- [WHAT IS BEING ASKED]:
If a line of the listing below contains the string "button", count it, then give the total by itself.

- [GIVEN ENTRIES]:
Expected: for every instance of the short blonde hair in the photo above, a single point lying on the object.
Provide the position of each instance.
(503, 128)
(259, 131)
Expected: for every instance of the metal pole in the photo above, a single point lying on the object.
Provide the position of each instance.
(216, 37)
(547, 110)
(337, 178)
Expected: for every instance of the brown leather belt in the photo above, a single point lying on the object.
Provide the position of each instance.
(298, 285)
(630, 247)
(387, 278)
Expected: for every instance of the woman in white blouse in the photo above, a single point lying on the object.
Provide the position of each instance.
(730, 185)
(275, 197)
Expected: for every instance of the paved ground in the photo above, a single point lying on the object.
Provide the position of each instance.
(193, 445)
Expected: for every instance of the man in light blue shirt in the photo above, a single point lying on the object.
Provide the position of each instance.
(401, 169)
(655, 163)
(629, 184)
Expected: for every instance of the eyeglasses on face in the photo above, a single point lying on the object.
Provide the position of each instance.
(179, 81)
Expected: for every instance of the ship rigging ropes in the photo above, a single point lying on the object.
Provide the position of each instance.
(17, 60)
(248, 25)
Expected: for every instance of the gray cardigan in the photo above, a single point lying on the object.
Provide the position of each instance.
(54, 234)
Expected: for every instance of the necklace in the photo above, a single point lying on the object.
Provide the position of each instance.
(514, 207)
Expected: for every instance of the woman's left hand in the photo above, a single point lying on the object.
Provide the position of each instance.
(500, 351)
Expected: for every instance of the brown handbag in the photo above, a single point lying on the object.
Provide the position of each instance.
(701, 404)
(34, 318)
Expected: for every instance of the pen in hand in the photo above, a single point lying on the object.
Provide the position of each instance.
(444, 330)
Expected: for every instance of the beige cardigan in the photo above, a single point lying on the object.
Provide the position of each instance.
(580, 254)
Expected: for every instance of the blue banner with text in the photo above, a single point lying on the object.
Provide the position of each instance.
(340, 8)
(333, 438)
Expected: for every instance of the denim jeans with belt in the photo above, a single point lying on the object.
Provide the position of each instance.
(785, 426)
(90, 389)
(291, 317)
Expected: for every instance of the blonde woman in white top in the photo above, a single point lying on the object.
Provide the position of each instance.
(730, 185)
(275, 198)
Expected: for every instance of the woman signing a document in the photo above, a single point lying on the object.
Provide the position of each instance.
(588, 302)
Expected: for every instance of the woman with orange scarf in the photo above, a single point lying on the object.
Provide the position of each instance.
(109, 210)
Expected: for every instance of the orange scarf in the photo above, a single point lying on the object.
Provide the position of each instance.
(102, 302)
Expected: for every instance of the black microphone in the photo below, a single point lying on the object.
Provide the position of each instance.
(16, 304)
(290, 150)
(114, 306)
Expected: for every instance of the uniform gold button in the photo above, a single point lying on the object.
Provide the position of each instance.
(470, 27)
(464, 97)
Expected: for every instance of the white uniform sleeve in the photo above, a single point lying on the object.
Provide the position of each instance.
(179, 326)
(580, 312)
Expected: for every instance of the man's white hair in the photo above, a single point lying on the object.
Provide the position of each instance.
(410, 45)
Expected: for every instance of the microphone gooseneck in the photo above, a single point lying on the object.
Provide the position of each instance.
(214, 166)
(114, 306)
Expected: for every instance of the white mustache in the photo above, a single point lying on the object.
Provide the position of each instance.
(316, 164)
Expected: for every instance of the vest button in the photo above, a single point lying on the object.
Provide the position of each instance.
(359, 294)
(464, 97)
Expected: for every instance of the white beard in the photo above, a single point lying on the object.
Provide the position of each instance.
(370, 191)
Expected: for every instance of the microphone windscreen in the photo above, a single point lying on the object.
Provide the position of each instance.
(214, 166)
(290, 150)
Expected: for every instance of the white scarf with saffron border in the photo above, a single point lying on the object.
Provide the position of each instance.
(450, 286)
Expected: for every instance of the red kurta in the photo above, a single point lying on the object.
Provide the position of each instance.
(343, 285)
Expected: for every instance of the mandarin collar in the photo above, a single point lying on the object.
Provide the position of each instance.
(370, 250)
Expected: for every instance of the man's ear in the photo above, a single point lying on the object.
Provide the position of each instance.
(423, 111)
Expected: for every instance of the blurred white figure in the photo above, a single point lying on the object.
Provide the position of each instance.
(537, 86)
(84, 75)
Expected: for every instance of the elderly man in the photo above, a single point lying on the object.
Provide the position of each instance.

- [RESPONSE BOX]:
2